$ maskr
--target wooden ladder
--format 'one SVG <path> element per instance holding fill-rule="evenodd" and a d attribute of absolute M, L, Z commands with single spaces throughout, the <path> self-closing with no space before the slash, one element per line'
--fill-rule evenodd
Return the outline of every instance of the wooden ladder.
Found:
---------------
- **DIRECTIONS**: Copy out each line of the data containing the string "fill".

- **RESULT OF THIS TASK**:
--format 'one SVG <path> element per instance holding fill-rule="evenodd" and a d attribute of absolute M, L, Z commands with single spaces throughout, the <path> self-closing with no space before the slash, one element per line'
--fill-rule evenodd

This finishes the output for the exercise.